> Extract:
-- BEGIN --
Data Scraping and Preparation

The following code block is designed to scrape football fixtures data for the Premier League from three different seasons (2023/2024, 2022/2023, and 2021/2022) from the website ‘fbref.com.’ It uses the requests library to fetch the HTML content from the specified URLs, and BeautifulSoup to parse the HTML content. The scraped data is then read into a pandas DataFrame using pd.read_html. Finally, the fixtures data for each season is concatenated into a single DataFrame named multi_season using pd.concat. This aggregated DataFrame is expected to contain comprehensive information about football fixtures across multiple seasons required for our visual.

url = 'https://fbref.com/en/comps/9/schedule/Premier-League-Scores-and-Fixtures'
page =requests.get(url)
soup = BeautifulSoup(page.content, 'html.parser')
html_content = requests.get(url).text.replace('<!--', '').replace('-->', '')
df = pd.read_html(html_content)
# df[-1].columns = df[-1].columns.droplevel(0) # drop top header row
fixtures_23_24 = df[0]

url = 'https://fbref.com/en/comps/9/2022-2023/schedule/2022-2023-Premier-League-Scores-and-Fixtures'
page =requests.get(url)
soup = BeautifulSoup(page.content, 'html.parser')
html_content = requests.get(url).text.replace('<!--', '').replace('-->', '')
df = pd.read_html(html_content)
# df[-1].columns = df[-1].columns.droplevel(0) # drop top header row
fixtures_22_23 = df[0]

url = 'https://fbref.com/en/comps/9/2021-2022/schedule/2021-2022-Premier-League-Scores-and-Fixtures'
page =requests.get(url)
soup = BeautifulSoup(page.content, 'html.parser')
html_content = requests.get(url).text.replace('<!--', '').replace('-->', '')
df = pd.read_html(html_content)
-- END --
> Requirements:
1. In the scraping extract, what name is given to the single DataFrame that combines the fixtures from all three seasons?
2. State whether each statement agrees with the scraping extract, and support each yes or no by quoting the deciding words of the extract: (a) BeautifulSoup is used to fetch the HTML content from the URLs; (b) the fixtures data is taken from the website fbref.com; (c) one of the seasons scraped is 2020/2021.
3. Resume the scraping extract on Premier League fixtures, starting immediately after its last line of code.

> Provided information:
-- BEGIN --
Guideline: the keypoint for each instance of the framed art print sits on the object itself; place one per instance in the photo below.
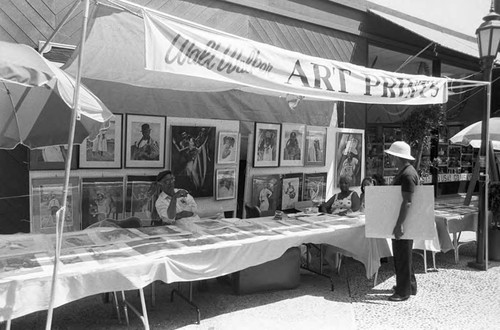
(349, 155)
(105, 151)
(266, 145)
(228, 150)
(292, 145)
(102, 198)
(315, 146)
(47, 199)
(140, 197)
(225, 187)
(145, 141)
(291, 190)
(314, 187)
(52, 158)
(265, 193)
(192, 159)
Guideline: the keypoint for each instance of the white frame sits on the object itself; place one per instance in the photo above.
(286, 130)
(236, 148)
(133, 133)
(116, 123)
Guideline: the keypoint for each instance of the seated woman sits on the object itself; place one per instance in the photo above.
(366, 182)
(346, 201)
(173, 204)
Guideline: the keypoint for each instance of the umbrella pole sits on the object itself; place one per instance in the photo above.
(67, 170)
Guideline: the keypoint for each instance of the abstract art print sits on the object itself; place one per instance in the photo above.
(291, 190)
(105, 150)
(315, 146)
(47, 199)
(145, 141)
(265, 193)
(266, 145)
(315, 187)
(192, 159)
(292, 145)
(349, 156)
(228, 151)
(226, 183)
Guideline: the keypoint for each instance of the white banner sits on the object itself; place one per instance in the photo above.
(180, 47)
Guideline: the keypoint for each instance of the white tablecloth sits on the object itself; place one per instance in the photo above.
(113, 259)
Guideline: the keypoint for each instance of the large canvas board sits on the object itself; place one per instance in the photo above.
(382, 209)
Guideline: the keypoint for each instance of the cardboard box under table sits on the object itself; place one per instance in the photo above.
(279, 274)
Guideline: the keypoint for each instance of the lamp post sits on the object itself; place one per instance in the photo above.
(488, 39)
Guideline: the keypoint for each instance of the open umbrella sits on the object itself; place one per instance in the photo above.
(22, 64)
(40, 115)
(37, 108)
(471, 135)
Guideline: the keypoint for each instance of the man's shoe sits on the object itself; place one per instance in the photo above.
(413, 293)
(396, 297)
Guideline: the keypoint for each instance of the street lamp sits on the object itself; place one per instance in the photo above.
(488, 39)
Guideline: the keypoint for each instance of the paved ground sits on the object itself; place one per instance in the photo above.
(452, 297)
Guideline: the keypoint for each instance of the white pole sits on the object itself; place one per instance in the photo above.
(67, 170)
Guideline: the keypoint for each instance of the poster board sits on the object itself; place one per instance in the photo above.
(382, 210)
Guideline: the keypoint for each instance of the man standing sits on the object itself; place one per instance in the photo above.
(407, 178)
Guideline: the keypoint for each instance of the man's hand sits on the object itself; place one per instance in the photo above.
(398, 231)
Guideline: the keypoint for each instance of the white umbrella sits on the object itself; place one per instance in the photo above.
(471, 135)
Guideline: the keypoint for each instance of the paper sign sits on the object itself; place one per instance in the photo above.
(382, 205)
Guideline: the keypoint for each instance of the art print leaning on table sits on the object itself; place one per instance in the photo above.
(266, 145)
(192, 159)
(315, 146)
(265, 193)
(315, 187)
(291, 190)
(139, 201)
(226, 183)
(228, 150)
(101, 198)
(145, 141)
(292, 145)
(105, 150)
(47, 199)
(349, 155)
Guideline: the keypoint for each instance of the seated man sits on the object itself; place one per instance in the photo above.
(173, 204)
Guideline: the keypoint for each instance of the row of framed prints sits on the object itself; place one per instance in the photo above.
(289, 145)
(144, 146)
(281, 192)
(91, 200)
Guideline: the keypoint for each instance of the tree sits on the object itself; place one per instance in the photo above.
(417, 128)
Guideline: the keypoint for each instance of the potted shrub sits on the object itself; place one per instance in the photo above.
(494, 227)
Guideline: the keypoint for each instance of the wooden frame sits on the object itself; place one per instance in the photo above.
(266, 145)
(225, 187)
(291, 190)
(349, 151)
(292, 145)
(192, 154)
(139, 153)
(315, 146)
(265, 193)
(314, 187)
(46, 200)
(105, 151)
(140, 197)
(102, 198)
(228, 150)
(52, 158)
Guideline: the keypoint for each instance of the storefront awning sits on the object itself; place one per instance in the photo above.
(442, 38)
-- END --
> Task-by-task answers:
1. multi_season

2.
(a) No: "It uses the requests library to fetch the HTML content from the specified URLs"
(b) Yes: "from the website ‘fbref.com.’"
(c) No: "(2023/2024, 2022/2023, and 2021/2022)"

3.
# df[-1].columns = df[-1].columns.droplevel(0) # drop top header row
fixtures_21_22 = df[0]

multi_season = pd.concat([fixtures_23_24, fixtures_22_23, fixtures_21_22 ])

Th next code block preprocesses the multi_season DataFrame, which contains football match data across multiple seasons. It starts by dropping rows with missing values in the ‘Referee’ column. It then assigns unique match IDs to each row. Two separate DataFrames, multi_season_away and multi_season_home, are created to represent matches played away and at home, respectively. The column names are modified for consistency, and new columns ‘venue,’ ‘score_ag,’ and ‘score_for’ are added. Finally, the ‘multi_season_home’ DataFrame is aligned with the columns of ‘multi_season_away’.

multi_season.dropna(subset=['Referee'], inplace=True)
multi_season['match_id'] = range(1, len(multi_season) + 1)
multi_season_away = multi_season[['Away','xG', 'Score', 'xG.1','match_id', 'Date']]
multi_season_away.rename(columns={'Away': 'team'}, inplace=True)
multi_season_away.rename(columns={'xG.1': 'xG_for'}, inplace=True)
multi_season_away.rename(columns={'xG': 'xG_ag'}, inplace=True)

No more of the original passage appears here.